** start Task data **

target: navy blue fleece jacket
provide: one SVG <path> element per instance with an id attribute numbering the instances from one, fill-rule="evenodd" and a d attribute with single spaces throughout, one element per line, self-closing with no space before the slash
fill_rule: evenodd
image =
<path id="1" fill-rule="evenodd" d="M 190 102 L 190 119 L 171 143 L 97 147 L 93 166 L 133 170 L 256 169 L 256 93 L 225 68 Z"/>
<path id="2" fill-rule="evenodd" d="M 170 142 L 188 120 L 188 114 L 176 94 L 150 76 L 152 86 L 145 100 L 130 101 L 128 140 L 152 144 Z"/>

** end Task data **

- **Requirement**: Quote the lines from the start of the entries through the line containing "190 102 L 190", including that line.

- **Reply**:
target: navy blue fleece jacket
provide: one SVG <path> element per instance with an id attribute numbering the instances from one, fill-rule="evenodd" and a d attribute with single spaces throughout, one element per line, self-closing with no space before the slash
fill_rule: evenodd
image =
<path id="1" fill-rule="evenodd" d="M 190 102 L 190 119 L 171 143 L 97 147 L 93 166 L 133 170 L 256 169 L 256 93 L 225 68 Z"/>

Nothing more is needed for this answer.